YOUR OBJECTIVE: Everything from the line with "Note: identify the parking" through the last line of the records below should be copied exactly, both ends included.

SUPPLIED DATA:
+ + + + +
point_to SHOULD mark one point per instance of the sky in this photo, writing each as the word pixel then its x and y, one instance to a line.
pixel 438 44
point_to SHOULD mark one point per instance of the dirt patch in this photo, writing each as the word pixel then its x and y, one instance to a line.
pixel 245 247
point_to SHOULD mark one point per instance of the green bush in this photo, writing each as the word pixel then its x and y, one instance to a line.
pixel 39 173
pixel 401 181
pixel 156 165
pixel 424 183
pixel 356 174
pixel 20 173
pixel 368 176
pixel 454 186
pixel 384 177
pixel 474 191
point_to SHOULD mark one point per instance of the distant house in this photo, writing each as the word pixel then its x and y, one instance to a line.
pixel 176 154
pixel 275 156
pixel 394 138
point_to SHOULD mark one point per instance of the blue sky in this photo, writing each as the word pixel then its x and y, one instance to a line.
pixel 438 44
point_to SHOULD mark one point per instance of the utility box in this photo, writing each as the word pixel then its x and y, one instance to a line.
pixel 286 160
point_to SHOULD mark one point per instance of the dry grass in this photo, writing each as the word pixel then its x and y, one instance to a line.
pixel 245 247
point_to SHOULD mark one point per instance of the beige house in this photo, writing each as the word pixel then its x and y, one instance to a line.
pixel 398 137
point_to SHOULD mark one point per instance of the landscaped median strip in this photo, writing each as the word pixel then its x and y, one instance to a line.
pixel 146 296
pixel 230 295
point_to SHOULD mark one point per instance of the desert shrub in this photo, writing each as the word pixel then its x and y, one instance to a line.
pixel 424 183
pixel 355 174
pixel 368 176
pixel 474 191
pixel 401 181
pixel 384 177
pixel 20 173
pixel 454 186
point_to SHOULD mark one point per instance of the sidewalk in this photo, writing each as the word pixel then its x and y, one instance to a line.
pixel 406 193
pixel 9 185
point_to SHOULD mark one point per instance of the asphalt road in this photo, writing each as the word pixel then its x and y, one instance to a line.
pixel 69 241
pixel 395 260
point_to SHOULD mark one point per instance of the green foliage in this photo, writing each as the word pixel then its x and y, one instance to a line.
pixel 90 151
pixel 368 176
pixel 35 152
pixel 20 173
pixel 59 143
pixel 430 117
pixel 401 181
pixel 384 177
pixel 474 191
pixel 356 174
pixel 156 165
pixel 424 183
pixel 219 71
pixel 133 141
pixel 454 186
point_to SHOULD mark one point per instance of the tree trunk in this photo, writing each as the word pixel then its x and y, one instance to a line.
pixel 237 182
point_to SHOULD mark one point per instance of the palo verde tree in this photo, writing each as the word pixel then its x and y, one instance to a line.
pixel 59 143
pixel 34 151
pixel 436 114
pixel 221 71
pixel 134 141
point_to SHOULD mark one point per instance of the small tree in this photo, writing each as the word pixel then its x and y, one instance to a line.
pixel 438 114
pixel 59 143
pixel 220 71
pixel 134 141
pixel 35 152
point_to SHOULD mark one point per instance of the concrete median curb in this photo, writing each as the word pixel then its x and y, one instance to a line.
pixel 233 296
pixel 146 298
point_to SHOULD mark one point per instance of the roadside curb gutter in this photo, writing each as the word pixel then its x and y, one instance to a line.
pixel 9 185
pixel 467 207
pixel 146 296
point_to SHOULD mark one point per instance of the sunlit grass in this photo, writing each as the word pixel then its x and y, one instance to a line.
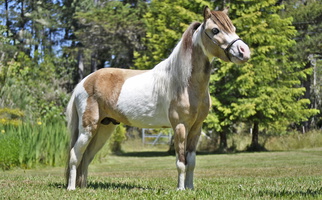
pixel 268 175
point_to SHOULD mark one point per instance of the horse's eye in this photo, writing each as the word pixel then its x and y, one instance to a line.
pixel 215 31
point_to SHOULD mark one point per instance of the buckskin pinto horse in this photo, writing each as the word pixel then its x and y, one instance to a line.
pixel 172 94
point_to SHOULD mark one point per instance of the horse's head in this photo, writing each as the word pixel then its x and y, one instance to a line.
pixel 220 40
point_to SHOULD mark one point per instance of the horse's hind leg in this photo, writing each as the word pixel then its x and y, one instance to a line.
pixel 97 142
pixel 88 123
pixel 76 154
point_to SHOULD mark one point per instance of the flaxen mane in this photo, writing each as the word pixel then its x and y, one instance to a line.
pixel 187 36
pixel 222 21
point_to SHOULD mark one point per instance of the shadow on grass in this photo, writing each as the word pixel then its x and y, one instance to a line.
pixel 104 185
pixel 146 154
pixel 286 193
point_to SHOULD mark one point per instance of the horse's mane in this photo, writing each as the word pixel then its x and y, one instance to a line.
pixel 172 75
pixel 187 35
pixel 222 21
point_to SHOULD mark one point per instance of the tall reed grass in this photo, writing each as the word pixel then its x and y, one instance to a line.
pixel 32 144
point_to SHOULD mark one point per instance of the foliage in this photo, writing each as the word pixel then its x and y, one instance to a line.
pixel 28 145
pixel 307 21
pixel 35 89
pixel 267 89
pixel 109 33
pixel 10 116
pixel 9 154
pixel 165 22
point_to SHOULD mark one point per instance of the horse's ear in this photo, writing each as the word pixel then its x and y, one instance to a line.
pixel 226 10
pixel 206 13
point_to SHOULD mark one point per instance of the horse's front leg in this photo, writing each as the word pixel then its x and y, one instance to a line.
pixel 179 144
pixel 192 141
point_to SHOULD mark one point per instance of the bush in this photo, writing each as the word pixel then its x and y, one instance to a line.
pixel 9 154
pixel 30 144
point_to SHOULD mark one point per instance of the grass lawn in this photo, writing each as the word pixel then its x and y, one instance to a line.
pixel 153 175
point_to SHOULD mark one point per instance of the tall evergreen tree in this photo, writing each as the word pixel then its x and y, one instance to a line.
pixel 307 19
pixel 264 92
pixel 166 20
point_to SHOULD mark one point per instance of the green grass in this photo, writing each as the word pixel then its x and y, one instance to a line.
pixel 152 175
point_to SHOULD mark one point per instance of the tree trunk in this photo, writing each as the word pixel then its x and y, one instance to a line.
pixel 255 146
pixel 80 65
pixel 223 141
pixel 255 135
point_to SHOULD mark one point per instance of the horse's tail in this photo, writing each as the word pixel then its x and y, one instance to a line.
pixel 72 124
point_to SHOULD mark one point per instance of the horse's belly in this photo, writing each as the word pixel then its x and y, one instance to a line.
pixel 138 103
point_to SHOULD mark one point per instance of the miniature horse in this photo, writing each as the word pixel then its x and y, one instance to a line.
pixel 172 94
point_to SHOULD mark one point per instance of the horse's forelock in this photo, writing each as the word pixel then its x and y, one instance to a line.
pixel 222 21
pixel 187 36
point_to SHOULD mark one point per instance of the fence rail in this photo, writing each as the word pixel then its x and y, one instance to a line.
pixel 157 137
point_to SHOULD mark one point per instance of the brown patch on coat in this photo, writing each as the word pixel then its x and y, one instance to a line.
pixel 103 88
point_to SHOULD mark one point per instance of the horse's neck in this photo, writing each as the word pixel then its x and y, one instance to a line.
pixel 182 69
pixel 172 75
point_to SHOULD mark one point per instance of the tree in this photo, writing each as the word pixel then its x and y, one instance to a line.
pixel 266 91
pixel 110 33
pixel 307 19
pixel 165 22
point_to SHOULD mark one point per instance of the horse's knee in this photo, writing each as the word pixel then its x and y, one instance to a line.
pixel 191 160
pixel 180 142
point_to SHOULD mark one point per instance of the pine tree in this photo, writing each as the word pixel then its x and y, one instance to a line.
pixel 307 19
pixel 165 22
pixel 264 92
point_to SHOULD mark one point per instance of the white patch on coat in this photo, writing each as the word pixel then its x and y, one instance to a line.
pixel 141 104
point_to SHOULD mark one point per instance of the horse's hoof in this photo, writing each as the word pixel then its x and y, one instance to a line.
pixel 71 188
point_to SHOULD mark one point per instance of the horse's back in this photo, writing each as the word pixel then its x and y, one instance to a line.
pixel 124 95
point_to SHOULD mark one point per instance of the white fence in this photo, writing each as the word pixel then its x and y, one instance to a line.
pixel 156 138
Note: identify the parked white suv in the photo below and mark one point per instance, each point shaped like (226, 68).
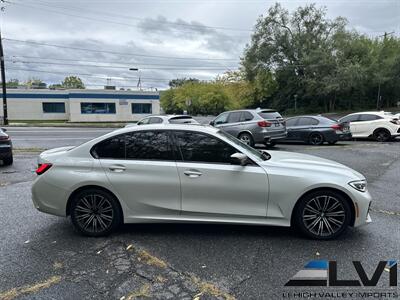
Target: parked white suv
(379, 125)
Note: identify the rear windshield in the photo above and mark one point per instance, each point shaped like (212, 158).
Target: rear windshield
(268, 115)
(182, 120)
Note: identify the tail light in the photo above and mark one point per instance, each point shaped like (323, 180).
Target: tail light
(336, 127)
(42, 168)
(264, 124)
(395, 121)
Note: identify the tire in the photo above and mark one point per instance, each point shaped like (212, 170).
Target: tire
(246, 138)
(270, 144)
(316, 139)
(8, 161)
(84, 208)
(382, 135)
(310, 209)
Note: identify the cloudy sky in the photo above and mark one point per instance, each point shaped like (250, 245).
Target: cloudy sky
(165, 39)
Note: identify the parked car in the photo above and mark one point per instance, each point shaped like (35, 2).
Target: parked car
(5, 148)
(253, 126)
(316, 130)
(376, 124)
(165, 119)
(194, 173)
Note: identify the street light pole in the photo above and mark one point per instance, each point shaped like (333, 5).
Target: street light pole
(3, 83)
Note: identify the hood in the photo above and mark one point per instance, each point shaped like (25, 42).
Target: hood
(291, 160)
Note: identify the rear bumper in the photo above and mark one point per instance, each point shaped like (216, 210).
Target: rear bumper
(5, 150)
(345, 136)
(265, 137)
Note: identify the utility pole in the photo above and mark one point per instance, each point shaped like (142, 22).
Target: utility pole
(3, 82)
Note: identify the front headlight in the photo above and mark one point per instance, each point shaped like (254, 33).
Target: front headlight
(359, 185)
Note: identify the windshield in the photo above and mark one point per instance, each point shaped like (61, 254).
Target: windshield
(263, 155)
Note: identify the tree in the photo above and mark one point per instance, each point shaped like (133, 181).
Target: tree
(73, 82)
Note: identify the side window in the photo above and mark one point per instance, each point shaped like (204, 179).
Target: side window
(246, 116)
(291, 122)
(155, 120)
(144, 121)
(113, 148)
(148, 145)
(222, 119)
(367, 117)
(352, 118)
(200, 147)
(234, 117)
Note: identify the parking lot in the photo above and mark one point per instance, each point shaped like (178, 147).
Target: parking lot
(42, 256)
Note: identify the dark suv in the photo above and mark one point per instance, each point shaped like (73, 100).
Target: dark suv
(5, 148)
(253, 126)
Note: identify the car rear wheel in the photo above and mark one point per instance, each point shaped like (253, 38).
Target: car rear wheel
(246, 138)
(95, 212)
(8, 161)
(382, 135)
(316, 139)
(322, 215)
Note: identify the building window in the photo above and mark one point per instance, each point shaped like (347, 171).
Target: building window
(141, 108)
(53, 107)
(97, 108)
+ + + + +
FINISHED TASK:
Note: identify the parking lot in the photo above and mark one point per instance, each point shaped like (178, 147).
Target: parking lot
(42, 256)
Note: identify the dark suv in the photo above and mark one point per instance, each point shaped like (73, 100).
Target: dark suv
(5, 148)
(253, 126)
Note: identify the car rear wheel in the photo above and mark one point per instance, each point shaped like (253, 38).
Target: car rear wheel
(246, 138)
(95, 212)
(8, 161)
(382, 135)
(316, 139)
(322, 215)
Note: identify the building window in the photo above and mark one point per instance, each point shaped like (347, 171).
Target: building window
(141, 108)
(53, 107)
(97, 108)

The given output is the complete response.